● **WHAT TO DO**:
A – Print the passage about Inclusive Communities in Omaha word for word, from "Their combined passion" to "a difference, too.", inclusive.
B – Continue the passage about Inclusive Communities in Omaha with the text that would come next.

● **TEXT PASSAGE**:
::::::::::

But the results of the presidential election of 2016 marked a turning point. There was a palpable divide in the country, something that felt greater than before. And Watkins felt she could be doing more: Reconnecting communities. Bridging a gap. “Bringing us back to ourselves,” she says.
Her first step? Texting her old friend.
Wood had recently stepped into the Executive Director role at Inclusive Communities in 2015. When Watkins reached out to her in late 2016, she laid all of her cards out on the table, including an impressive resumé cultivating change in the Omaha community through her work at places like Opera Omaha, Habitat for Humanity and Sierra Club.
But she was hungry to elevate her mission and working at Inclusive Communities felt like the natural next step. When Wood informed her that their small team was looking for a Deputy Director, it once again felt like fate.
“Once you step into the role you’re supposed to step into, things start happening fast,” Wood says about their positions at Inclusive Communities. For these two women, both driven to make positive changes in the city they love, the sentiment couldn’t be more true.
Their combined passion has helped result in diversity and inclusivity programs in Omaha’s businesses and organizations. During this moment in history, where social justice work has never felt more important, Watkins and Wood are encouraged to see others wanting to make a difference, too.
An increasing number of Omaha organizations have approached Inclusive Communities, seeking to educate and reform. According to Watkins, 40 percent of their clients are from the corporate world, and 20 percent are from nonprofits. And the push for systematic change through dismantling stereotypes and conversations around intersectionality are keys for continued success.
Seeing Omaha businesses want to make changes in equality has been one thing, but for Wood and Watkins, being able to impact youth has been incredibly rewarding on a different level. When it comes to the young students who come through Inclusive Communities’ programs, these two women feel motivated to craft a better world for them. A world that they deserve.

::::::::::

● **DATA EXTRACT**:
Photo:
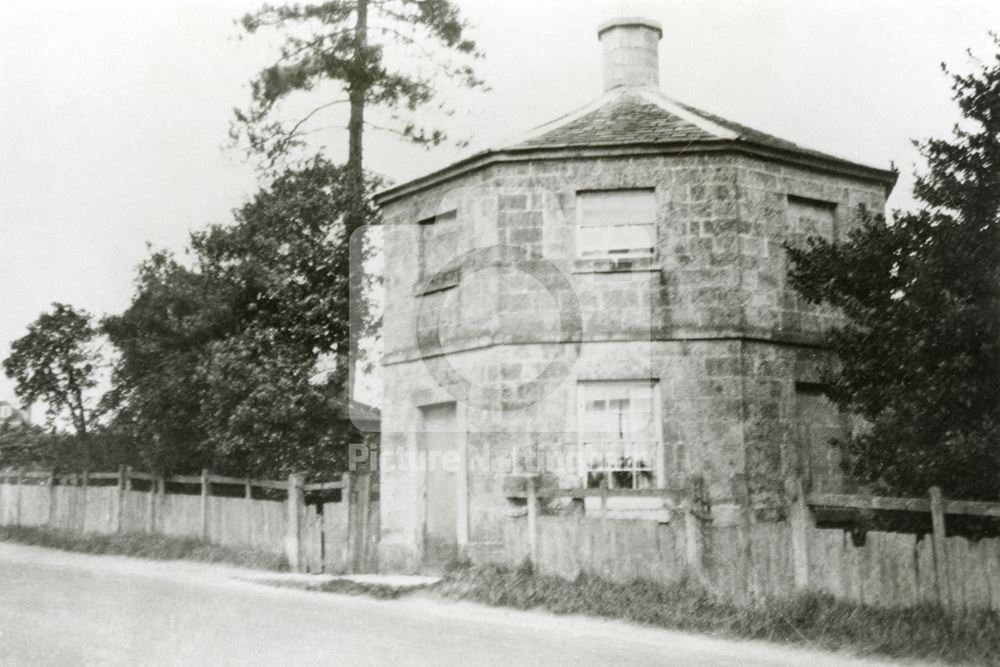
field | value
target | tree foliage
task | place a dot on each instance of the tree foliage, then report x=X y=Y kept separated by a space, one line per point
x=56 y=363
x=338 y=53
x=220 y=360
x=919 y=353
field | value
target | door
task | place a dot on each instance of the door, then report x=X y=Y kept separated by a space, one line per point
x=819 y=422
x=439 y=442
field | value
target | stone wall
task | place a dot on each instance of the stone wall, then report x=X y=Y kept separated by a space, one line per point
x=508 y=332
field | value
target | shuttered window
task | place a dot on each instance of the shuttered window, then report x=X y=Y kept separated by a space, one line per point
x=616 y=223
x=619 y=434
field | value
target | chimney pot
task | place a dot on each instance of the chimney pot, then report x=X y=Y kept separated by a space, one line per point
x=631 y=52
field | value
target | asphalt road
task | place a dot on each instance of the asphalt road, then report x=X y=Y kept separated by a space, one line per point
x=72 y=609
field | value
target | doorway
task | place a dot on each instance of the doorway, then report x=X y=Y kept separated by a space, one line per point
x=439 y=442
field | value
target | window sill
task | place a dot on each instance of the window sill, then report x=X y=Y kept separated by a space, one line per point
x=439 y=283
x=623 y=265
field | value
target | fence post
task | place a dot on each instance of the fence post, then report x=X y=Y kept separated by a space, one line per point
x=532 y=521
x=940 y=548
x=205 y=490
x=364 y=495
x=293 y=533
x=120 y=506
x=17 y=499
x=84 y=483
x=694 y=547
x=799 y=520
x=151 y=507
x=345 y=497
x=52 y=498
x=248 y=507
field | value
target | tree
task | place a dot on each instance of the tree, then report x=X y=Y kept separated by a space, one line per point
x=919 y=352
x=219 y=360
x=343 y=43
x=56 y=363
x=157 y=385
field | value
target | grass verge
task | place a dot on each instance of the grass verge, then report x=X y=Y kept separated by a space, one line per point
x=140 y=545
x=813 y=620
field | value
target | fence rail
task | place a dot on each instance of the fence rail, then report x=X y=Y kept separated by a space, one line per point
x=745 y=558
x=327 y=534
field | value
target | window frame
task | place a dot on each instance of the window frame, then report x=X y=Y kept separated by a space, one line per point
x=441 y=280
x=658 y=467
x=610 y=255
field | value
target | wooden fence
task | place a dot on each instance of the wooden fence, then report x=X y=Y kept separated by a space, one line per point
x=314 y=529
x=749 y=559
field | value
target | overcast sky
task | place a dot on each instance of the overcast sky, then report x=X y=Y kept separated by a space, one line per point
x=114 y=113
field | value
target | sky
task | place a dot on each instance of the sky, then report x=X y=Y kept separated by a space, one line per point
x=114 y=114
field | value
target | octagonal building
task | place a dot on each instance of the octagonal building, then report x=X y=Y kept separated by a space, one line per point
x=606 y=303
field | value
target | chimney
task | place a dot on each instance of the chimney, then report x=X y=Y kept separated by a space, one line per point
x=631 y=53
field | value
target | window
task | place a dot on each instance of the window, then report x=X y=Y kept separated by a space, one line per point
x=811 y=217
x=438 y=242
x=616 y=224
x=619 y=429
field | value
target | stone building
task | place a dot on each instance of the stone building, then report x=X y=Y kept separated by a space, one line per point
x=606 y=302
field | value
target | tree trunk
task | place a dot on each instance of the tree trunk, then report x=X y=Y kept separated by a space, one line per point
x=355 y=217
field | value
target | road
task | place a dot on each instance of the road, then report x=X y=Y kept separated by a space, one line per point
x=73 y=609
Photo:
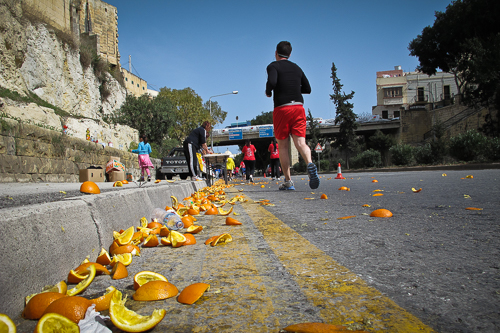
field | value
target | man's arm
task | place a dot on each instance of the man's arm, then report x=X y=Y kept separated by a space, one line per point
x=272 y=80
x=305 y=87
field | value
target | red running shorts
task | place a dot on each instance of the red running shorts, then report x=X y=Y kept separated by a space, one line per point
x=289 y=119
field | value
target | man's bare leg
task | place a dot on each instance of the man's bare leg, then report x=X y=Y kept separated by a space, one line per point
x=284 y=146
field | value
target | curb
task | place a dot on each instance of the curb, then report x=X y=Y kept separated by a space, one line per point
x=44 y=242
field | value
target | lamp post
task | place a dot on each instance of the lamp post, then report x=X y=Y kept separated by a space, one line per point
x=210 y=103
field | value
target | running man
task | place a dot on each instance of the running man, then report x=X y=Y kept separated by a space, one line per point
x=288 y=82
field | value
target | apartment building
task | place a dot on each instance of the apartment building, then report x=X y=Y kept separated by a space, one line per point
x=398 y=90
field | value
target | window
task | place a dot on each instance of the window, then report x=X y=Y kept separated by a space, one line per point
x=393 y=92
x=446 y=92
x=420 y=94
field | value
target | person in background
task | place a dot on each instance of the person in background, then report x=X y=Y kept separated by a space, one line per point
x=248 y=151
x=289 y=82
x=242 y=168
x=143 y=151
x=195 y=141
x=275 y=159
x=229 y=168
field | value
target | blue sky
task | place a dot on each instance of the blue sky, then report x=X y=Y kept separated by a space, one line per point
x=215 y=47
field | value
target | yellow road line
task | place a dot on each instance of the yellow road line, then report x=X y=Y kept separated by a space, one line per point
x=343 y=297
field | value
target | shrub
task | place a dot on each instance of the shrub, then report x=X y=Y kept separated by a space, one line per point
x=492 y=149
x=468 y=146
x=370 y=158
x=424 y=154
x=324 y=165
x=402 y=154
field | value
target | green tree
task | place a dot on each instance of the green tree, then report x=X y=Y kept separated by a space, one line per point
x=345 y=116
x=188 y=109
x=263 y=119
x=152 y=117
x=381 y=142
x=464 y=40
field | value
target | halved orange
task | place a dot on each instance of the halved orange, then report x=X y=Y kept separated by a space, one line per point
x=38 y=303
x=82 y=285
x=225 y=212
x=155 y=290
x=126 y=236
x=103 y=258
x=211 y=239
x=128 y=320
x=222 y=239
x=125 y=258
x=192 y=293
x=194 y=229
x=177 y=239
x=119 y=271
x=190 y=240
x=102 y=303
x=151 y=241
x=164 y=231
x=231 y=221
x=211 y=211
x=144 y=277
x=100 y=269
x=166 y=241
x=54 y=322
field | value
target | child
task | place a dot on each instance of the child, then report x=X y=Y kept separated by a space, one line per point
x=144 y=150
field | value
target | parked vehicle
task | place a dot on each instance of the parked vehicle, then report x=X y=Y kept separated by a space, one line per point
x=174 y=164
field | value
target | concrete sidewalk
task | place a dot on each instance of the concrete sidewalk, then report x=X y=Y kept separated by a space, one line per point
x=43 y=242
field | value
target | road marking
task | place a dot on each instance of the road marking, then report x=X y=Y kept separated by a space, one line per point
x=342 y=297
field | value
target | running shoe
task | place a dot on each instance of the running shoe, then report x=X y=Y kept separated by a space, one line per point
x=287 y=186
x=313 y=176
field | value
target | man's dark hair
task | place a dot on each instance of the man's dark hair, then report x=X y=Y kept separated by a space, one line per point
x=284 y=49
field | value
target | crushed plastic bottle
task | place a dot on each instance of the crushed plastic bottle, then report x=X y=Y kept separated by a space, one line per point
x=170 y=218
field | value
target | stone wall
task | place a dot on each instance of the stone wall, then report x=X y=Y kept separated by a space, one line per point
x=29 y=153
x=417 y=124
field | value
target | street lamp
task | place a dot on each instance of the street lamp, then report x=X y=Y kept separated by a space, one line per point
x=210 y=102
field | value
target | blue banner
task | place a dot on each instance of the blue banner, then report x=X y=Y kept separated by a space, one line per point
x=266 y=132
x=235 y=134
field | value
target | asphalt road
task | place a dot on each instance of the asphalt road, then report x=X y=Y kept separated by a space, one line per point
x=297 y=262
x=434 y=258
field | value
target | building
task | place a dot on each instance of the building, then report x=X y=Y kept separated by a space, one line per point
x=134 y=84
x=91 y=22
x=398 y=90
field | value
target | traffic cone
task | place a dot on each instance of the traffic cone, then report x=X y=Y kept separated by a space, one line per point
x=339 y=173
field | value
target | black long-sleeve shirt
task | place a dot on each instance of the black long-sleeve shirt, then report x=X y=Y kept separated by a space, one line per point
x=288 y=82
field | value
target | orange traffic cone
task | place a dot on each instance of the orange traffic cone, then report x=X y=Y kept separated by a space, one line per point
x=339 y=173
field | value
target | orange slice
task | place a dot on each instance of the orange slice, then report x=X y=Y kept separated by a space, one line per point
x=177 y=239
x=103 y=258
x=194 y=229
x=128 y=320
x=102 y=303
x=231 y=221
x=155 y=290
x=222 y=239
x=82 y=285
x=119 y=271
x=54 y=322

::::::::::

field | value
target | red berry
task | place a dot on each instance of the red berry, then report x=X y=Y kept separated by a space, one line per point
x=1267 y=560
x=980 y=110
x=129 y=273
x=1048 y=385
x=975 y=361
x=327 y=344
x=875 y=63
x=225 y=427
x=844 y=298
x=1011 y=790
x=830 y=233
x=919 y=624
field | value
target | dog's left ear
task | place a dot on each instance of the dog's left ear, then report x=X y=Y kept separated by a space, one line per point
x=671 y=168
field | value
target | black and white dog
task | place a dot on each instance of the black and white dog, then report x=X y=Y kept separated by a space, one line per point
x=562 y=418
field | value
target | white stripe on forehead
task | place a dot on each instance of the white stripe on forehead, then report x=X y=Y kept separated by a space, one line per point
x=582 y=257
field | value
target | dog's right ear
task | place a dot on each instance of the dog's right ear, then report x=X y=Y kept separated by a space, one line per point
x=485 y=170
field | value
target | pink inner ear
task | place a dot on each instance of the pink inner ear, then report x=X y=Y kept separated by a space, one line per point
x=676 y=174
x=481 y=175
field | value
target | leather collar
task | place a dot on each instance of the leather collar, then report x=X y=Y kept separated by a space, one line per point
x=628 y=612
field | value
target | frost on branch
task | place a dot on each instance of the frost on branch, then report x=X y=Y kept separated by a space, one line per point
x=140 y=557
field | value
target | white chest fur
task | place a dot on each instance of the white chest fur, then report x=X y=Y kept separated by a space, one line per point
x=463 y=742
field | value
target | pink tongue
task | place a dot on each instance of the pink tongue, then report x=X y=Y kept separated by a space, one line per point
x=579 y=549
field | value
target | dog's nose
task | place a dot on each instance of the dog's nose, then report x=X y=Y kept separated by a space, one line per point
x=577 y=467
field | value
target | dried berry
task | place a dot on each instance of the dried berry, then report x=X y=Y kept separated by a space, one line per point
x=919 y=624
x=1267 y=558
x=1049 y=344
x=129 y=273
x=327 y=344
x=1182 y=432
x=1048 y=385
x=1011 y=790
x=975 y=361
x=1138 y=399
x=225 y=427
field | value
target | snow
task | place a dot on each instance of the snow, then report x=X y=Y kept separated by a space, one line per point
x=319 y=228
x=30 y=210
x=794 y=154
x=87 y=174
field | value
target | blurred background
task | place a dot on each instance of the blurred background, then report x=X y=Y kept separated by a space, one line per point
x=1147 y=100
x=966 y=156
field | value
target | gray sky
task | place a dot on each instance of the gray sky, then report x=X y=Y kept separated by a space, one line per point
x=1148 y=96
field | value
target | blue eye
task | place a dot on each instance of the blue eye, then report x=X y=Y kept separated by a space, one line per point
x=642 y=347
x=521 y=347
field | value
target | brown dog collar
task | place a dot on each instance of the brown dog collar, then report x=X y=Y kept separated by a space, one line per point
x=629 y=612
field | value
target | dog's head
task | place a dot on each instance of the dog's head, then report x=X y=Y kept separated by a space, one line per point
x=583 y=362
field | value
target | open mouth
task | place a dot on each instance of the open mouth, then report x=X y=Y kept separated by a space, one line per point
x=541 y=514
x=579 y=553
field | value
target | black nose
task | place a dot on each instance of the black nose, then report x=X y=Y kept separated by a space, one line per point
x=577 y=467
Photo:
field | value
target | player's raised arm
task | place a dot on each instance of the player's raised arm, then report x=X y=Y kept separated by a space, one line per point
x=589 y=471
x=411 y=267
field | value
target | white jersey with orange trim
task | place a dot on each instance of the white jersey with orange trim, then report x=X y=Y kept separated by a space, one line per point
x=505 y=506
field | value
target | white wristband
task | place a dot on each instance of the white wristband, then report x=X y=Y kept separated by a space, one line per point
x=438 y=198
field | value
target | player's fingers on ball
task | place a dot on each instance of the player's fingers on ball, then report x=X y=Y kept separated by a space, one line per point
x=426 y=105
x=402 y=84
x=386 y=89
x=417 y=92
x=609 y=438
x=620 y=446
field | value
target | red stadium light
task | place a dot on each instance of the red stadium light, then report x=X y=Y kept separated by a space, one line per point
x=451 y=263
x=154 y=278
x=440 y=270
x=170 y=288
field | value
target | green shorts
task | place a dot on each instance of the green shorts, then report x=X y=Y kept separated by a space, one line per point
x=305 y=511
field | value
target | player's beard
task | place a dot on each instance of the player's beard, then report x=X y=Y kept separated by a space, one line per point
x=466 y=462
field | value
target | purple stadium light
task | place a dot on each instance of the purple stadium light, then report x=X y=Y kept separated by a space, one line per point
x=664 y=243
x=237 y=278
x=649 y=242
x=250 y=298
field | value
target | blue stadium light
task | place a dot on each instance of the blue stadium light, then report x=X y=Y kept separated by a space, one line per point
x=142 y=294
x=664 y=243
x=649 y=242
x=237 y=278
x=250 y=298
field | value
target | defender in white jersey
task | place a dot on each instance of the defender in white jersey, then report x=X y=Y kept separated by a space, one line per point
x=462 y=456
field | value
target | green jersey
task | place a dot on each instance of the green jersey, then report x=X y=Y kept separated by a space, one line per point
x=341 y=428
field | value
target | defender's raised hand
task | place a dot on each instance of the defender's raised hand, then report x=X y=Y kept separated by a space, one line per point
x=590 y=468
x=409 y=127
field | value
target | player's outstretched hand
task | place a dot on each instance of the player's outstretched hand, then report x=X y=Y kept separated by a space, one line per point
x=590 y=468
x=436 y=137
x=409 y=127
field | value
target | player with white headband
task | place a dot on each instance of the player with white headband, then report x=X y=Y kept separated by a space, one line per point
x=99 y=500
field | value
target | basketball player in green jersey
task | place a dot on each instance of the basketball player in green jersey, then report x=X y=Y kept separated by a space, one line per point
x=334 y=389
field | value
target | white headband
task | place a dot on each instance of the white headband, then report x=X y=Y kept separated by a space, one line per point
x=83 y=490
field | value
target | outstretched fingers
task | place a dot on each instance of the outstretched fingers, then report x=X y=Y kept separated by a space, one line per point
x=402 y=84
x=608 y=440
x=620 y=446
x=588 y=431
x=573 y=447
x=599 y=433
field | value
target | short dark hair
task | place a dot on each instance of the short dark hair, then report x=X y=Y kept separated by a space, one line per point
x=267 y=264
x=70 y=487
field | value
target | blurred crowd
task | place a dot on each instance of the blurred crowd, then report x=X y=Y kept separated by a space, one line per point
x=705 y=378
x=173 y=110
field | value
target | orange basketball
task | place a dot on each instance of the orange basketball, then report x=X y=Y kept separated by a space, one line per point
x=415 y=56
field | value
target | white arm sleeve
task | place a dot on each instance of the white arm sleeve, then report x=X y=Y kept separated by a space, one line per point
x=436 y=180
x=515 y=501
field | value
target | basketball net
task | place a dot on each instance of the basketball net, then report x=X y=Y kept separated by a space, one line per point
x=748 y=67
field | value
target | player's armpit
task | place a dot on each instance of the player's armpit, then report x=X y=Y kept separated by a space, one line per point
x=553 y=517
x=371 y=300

::::::::::

● **EXERCISE ANSWERS**:
A –
Their combined passion has helped result in diversity and inclusivity programs in Omaha’s businesses and organizations. During this moment in history, where social justice work has never felt more important, Watkins and Wood are encouraged to see others wanting to make a difference, too.

B –
“They are so brave for expressing themselves,” Wood says, speaking about the youth in their programs. “And so we have to get the world ready for these students, because they have high expectations for how to be treated as humans.”
Effecting change on a global scale might seem daunting, but Watkins feels strongly that Omaha is the ideal size of city to see a ripple effect. “With that smalltown feel, the possibilities for connecting are greater,” she says. “It gives us a chance to create meaningful change.”
At Inclusive Communities, both women have been able to leverage their individual strengths to create system-wide reforms. The ability to push one another as well as support one another made this duo a powerful force in the community.
Their informal shared leadership approach at Inclusive Communities eventually led them to institutionalize it.
Naming Watkins a Co-Executive Director alongside Wood was only a natural decision, they say—one that was in the making ever since Watkins was brought on in 2017. Watkins credits Wood for being the only leader in her life that constantly saw her brilliance. “And she worked every day to make sure I also saw it in myself,” she says.
Some people may not ever find their soulmates in this life, but it’s a no-brainer to see that Maggie Wood and Cammy Watkins have been extremely fortunate to find each other. And the city of Omaha is lucky to have found them.